## SOURCE RECORDS
>>>>>

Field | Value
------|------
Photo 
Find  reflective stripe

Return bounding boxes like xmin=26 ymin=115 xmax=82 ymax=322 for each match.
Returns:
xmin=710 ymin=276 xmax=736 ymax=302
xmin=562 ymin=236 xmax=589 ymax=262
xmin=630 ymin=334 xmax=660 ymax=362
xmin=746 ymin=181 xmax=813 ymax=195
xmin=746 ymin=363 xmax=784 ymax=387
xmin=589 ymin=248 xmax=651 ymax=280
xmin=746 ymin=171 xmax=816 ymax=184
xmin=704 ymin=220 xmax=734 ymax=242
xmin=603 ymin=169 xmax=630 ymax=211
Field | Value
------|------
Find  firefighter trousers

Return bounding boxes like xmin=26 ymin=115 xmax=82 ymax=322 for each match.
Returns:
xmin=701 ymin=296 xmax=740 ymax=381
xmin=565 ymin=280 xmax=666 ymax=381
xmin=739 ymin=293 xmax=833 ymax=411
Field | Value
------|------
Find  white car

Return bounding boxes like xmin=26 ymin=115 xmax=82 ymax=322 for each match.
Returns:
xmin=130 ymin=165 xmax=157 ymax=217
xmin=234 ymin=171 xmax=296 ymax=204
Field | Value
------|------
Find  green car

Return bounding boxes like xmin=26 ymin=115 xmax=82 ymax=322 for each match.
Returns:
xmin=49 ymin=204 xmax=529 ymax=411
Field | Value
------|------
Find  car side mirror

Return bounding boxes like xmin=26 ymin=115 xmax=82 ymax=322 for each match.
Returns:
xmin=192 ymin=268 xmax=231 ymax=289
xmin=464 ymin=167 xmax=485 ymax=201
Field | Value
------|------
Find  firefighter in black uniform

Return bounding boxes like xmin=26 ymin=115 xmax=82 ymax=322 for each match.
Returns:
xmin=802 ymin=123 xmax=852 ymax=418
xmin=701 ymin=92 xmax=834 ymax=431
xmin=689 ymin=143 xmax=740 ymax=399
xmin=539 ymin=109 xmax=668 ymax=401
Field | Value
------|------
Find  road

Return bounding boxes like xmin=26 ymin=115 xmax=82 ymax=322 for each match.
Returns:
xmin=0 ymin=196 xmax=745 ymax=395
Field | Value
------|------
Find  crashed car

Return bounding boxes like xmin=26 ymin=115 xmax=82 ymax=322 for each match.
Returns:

<<<<<

## TASK PROMPT
Please format the items, from the very first one through the line with "xmin=739 ymin=293 xmax=833 ymax=411", as a two-column CSV with the header item_text,answer. Give one row per item, with its text and its answer each in a single quoted field and line breaks replaced by spaces.

## TASK SOLUTION
item_text,answer
"Field | Value ------|------ Photo Find  reflective stripe Return bounding boxes like xmin=26 ymin=115 xmax=82 ymax=322 for each match. Returns:","xmin=710 ymin=276 xmax=736 ymax=302 xmin=562 ymin=236 xmax=589 ymax=262 xmin=630 ymin=334 xmax=660 ymax=362 xmin=746 ymin=181 xmax=813 ymax=195 xmin=746 ymin=363 xmax=784 ymax=387 xmin=589 ymin=248 xmax=651 ymax=280 xmin=746 ymin=171 xmax=816 ymax=184 xmin=704 ymin=220 xmax=734 ymax=242 xmin=603 ymin=169 xmax=630 ymax=211"
"Field | Value ------|------ Find  firefighter trousers Return bounding boxes like xmin=26 ymin=115 xmax=82 ymax=322 for each match. Returns:","xmin=701 ymin=296 xmax=740 ymax=381 xmin=565 ymin=280 xmax=666 ymax=381 xmin=739 ymin=293 xmax=833 ymax=411"